▶ [Exercises to complete]:
[1] Please rewrite the paragraph of the Fowltown passage below that begins "1. The oldest and largest one" as a short list that keeps its main facts.
[2] Answer these questions from the Fowltown passage below:
(a) Who led the Mikasuki people who settled the Fowltown locations?
(b) What does "Tutakosi Talofa" mean in the Hitchiti language?
(c) In which modern county is the second location?

:: Source passage

There were multiple different locations for Fowltown, all settled by the same group of Mikasuki people who were led by Neamathla, forced to relocate four times in three years.

1. The oldest and largest one was on the southeastern bank of the Flint River (Georgia), a few miles from its merger with the Chattahoochee to form the Apalachicola River, in southwest Georgia (modern Decatur County). European references to it begin in the late 18th century. "The name is translated from the term Tutakosi Talofa, which in the Hitchiti language means 'Chicken Town' or 'Fowl Town'." It was evacuated in 1813–1814. In 1799 its population was about 59, "but this number had grown to several hundred by 1813".

2. The second (1814–1816) was in Spanish Florida, on the west bank of the Chattahoochee River, across from Tocktoethla ("River Junction"), in modern Jackson County, Florida.

::::
:: Data for review

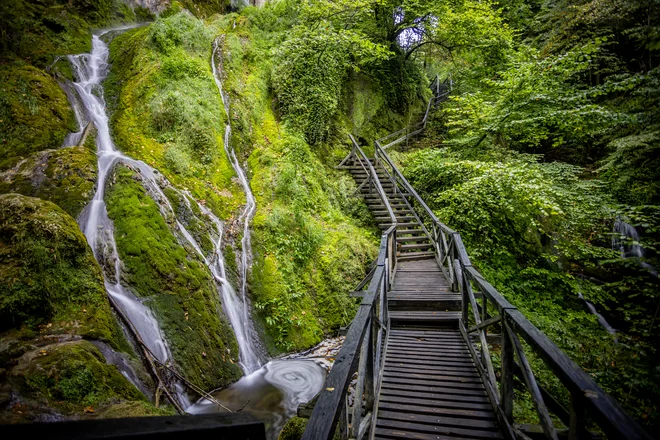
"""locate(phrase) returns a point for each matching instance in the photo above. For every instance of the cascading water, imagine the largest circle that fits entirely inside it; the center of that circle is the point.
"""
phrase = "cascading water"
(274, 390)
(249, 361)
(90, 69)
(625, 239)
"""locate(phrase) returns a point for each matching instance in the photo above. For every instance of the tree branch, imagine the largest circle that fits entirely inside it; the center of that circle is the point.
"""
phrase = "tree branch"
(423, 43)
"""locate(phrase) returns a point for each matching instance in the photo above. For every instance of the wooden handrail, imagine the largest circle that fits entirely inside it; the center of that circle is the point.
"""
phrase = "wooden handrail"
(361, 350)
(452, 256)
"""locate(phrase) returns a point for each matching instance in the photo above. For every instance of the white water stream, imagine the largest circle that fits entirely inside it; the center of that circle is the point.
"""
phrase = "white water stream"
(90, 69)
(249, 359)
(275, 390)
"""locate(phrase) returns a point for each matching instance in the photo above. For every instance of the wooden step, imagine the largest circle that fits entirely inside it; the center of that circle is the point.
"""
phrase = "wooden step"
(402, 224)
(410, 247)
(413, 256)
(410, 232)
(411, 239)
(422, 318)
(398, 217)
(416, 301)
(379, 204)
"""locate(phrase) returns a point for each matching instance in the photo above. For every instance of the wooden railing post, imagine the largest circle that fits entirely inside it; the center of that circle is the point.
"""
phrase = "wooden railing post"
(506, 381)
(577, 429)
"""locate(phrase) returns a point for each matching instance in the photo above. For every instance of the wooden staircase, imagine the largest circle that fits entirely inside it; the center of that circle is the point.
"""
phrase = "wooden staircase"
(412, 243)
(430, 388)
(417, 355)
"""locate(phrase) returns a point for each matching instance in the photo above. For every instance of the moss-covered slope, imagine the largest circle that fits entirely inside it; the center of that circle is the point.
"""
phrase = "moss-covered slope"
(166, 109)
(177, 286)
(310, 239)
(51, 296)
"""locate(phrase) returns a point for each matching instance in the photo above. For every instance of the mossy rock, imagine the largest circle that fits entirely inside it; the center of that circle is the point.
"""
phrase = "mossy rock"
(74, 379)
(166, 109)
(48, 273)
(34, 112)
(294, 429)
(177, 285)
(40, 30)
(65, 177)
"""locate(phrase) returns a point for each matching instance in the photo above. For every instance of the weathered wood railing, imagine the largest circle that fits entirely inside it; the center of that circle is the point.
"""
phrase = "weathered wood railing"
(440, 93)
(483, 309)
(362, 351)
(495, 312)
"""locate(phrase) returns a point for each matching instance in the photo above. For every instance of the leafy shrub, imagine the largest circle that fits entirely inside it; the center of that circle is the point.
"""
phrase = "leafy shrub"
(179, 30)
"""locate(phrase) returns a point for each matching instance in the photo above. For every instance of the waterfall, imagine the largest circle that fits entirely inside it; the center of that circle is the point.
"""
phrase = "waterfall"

::::

▶ [Response list]:
[1]
- Oldest and largest Fowltown location
- Southeastern bank of the Flint River (Georgia), a few miles from where it merges with the Chattahoochee to form the Apalachicola River
- Southwest Georgia (modern Decatur County)
- European references begin in the late 18th century
- Name translated from the Hitchiti term Tutakosi Talofa, meaning "Chicken Town" or "Fowl Town"
- Population about 59 in 1799, grown to several hundred by 1813
- Evacuated in 1813–1814

[2]
(a) Neamathla
(b) "Chicken Town" or "Fowl Town"
(c) Jackson County, Florida